START RECORDS SUPPLIED
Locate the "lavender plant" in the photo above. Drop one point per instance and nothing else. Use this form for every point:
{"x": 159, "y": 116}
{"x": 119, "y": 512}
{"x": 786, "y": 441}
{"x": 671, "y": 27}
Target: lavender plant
END RECORDS SUPPLIED
START RECORDS SUPPLIED
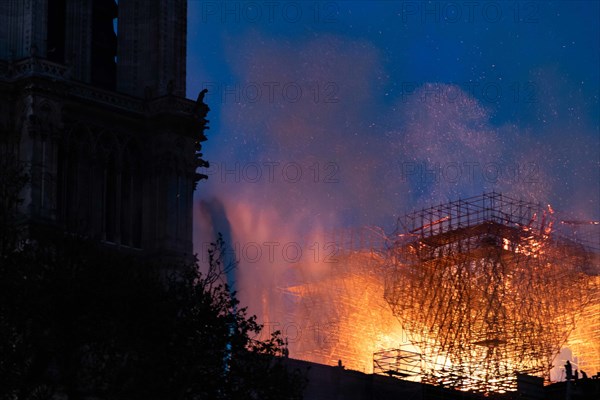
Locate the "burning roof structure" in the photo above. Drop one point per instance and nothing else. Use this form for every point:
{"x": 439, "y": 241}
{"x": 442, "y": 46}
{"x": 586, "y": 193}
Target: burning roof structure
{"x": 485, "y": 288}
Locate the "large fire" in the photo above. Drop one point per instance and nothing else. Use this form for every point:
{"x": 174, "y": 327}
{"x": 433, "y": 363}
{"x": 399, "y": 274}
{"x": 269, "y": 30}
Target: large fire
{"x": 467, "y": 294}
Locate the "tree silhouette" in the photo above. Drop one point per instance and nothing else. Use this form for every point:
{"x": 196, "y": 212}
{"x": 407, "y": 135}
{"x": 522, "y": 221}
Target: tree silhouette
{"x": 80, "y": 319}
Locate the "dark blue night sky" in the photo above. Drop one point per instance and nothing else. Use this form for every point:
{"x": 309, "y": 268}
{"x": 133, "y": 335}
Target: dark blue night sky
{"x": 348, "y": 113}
END RECORDS SUPPLIED
START RECORDS SUPPLIED
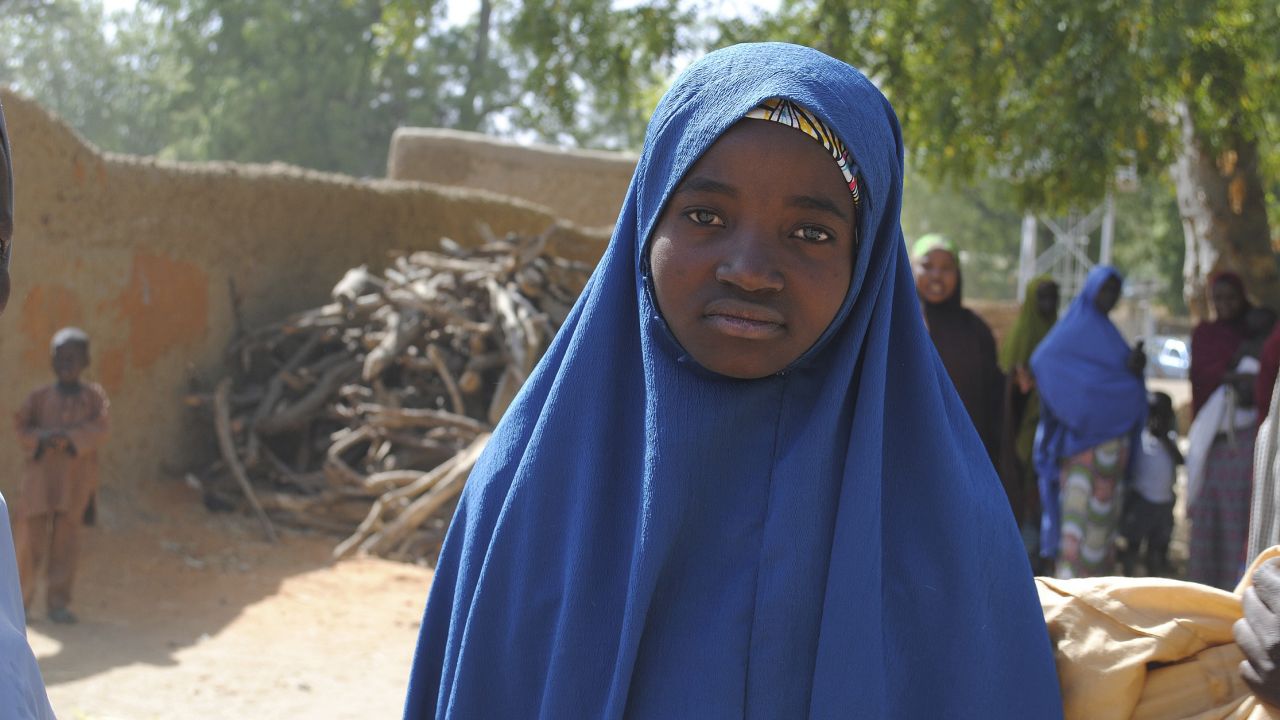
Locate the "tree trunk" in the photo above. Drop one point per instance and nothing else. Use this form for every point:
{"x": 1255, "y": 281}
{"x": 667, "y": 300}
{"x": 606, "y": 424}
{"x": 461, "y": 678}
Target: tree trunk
END RECORDS SUPPLIED
## TASK ITEM
Throughout the records, the word "above" shows up on certain lines. Report how many lines, with only the number.

## YOUR RESPONSE
6